Problem requirements =
Wherever the word "soil" appears in the entries, copy the whole line.

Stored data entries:
****************
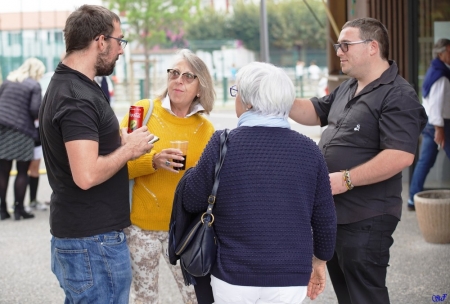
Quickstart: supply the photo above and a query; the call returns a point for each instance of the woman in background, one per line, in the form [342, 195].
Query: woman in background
[20, 99]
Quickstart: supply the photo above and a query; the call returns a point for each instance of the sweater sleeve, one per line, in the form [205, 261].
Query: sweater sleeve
[201, 178]
[323, 219]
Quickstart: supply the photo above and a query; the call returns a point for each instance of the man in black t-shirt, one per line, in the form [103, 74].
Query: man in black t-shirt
[86, 154]
[374, 121]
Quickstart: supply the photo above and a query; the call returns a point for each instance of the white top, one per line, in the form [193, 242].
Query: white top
[437, 103]
[166, 105]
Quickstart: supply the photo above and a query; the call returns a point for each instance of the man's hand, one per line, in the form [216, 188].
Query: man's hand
[137, 141]
[439, 136]
[316, 283]
[337, 183]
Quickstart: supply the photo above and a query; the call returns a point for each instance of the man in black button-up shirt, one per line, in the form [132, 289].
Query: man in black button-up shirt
[374, 121]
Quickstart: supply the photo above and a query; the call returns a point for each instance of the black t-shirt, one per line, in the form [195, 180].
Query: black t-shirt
[74, 108]
[386, 114]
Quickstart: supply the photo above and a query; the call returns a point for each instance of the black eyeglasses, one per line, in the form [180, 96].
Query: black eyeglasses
[233, 91]
[123, 43]
[175, 74]
[344, 45]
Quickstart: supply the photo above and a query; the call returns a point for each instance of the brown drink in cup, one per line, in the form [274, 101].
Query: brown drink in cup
[180, 145]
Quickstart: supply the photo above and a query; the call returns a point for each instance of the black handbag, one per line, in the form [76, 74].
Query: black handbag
[198, 247]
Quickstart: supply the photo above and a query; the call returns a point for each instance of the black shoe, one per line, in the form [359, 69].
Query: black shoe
[4, 215]
[22, 213]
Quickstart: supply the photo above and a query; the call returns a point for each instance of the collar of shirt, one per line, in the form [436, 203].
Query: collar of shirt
[388, 76]
[195, 109]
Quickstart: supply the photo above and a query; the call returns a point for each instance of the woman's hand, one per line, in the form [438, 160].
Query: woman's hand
[316, 283]
[164, 159]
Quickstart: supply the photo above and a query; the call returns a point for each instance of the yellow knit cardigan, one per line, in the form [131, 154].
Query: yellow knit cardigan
[153, 190]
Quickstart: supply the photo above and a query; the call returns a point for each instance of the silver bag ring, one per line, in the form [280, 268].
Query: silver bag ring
[212, 218]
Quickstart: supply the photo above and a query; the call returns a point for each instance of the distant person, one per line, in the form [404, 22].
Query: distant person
[233, 72]
[33, 173]
[374, 121]
[314, 72]
[436, 100]
[177, 115]
[274, 216]
[299, 69]
[20, 98]
[85, 154]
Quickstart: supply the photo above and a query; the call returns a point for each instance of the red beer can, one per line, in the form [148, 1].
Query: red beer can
[135, 118]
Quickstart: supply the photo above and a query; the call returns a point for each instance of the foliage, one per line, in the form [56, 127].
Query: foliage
[244, 25]
[290, 24]
[208, 24]
[152, 22]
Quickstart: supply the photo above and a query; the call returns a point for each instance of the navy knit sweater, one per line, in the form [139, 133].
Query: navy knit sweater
[274, 207]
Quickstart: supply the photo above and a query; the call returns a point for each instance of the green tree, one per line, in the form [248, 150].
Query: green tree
[150, 20]
[290, 24]
[244, 24]
[208, 24]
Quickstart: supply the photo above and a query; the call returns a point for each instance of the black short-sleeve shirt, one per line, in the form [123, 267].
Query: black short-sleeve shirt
[74, 108]
[386, 114]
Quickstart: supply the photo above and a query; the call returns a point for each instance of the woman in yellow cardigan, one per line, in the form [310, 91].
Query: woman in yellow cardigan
[176, 116]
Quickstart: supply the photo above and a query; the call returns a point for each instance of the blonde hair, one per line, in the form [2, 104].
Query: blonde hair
[31, 68]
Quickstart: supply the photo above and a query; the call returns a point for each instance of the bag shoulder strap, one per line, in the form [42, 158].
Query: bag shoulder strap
[222, 150]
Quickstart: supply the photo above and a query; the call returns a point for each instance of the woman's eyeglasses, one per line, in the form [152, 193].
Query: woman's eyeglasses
[175, 74]
[233, 91]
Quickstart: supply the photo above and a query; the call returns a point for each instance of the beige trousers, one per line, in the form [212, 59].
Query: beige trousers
[146, 246]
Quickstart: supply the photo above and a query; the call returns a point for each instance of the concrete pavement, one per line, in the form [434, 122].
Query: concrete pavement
[418, 270]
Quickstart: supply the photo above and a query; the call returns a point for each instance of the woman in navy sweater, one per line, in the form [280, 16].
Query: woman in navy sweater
[274, 215]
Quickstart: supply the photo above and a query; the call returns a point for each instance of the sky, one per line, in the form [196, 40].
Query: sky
[42, 5]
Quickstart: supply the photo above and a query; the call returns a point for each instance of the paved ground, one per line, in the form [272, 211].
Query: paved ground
[418, 270]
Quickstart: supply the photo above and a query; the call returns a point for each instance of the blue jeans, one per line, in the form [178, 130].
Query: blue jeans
[94, 269]
[427, 158]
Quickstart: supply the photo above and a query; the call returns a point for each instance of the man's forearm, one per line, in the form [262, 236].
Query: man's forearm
[303, 112]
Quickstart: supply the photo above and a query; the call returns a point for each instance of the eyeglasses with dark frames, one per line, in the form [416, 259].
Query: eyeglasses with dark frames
[175, 74]
[233, 91]
[344, 45]
[123, 43]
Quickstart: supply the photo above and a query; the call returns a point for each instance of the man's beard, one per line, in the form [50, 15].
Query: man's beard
[102, 66]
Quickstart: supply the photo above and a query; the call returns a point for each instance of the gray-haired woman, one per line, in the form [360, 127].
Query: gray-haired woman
[176, 116]
[274, 215]
[20, 98]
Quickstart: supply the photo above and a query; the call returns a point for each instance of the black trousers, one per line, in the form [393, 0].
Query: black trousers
[203, 290]
[359, 265]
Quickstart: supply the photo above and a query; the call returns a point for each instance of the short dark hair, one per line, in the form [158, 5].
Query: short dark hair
[86, 23]
[370, 28]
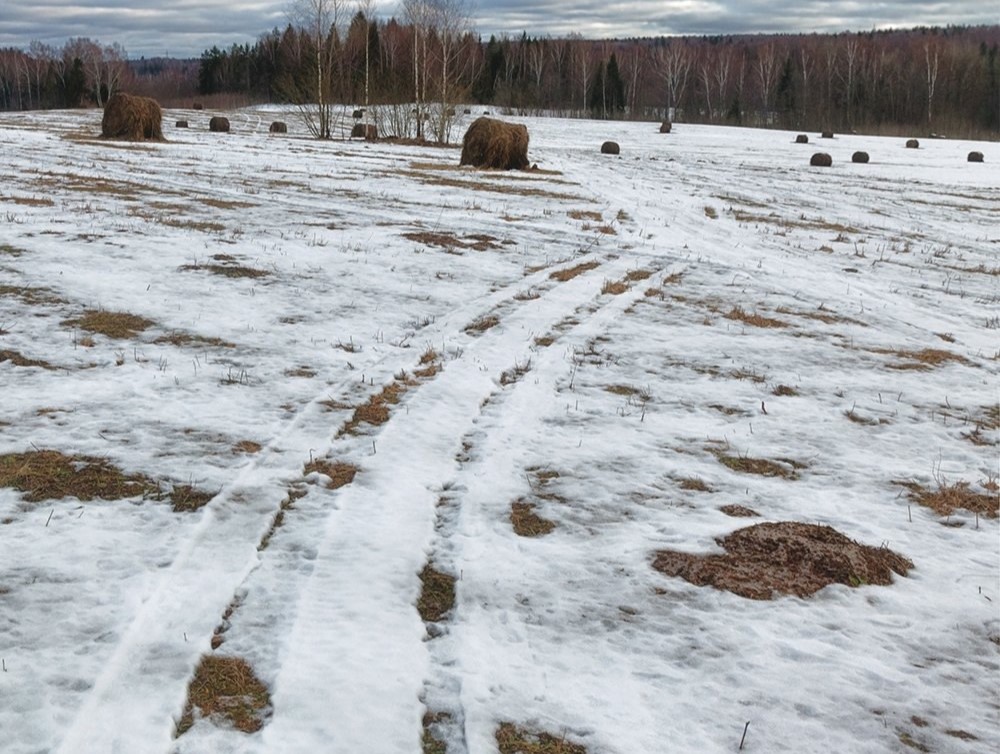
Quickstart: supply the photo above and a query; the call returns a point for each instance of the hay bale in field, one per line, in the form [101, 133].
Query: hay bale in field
[132, 118]
[490, 143]
[366, 131]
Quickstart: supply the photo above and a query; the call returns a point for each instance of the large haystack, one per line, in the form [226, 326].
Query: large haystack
[491, 143]
[132, 118]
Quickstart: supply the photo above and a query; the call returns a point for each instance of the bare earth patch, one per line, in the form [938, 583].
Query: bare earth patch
[226, 689]
[785, 558]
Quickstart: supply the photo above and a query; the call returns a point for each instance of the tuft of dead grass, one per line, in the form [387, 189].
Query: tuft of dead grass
[568, 273]
[340, 474]
[757, 320]
[226, 689]
[945, 499]
[526, 522]
[119, 325]
[512, 739]
[437, 594]
[52, 475]
[785, 558]
[784, 468]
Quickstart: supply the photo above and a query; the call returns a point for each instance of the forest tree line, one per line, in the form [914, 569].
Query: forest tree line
[940, 80]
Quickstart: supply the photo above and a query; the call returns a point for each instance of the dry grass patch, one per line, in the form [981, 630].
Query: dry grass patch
[784, 468]
[51, 475]
[785, 558]
[526, 522]
[225, 689]
[19, 360]
[340, 474]
[945, 499]
[119, 325]
[568, 273]
[482, 324]
[757, 320]
[437, 594]
[514, 740]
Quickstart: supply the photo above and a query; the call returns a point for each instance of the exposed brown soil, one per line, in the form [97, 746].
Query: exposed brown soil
****************
Reply =
Quickstart: supply the photo above and a query; the call returns a point for each instance of the exposed brown soil, one per line, in the form [97, 746].
Query: exposed brown soil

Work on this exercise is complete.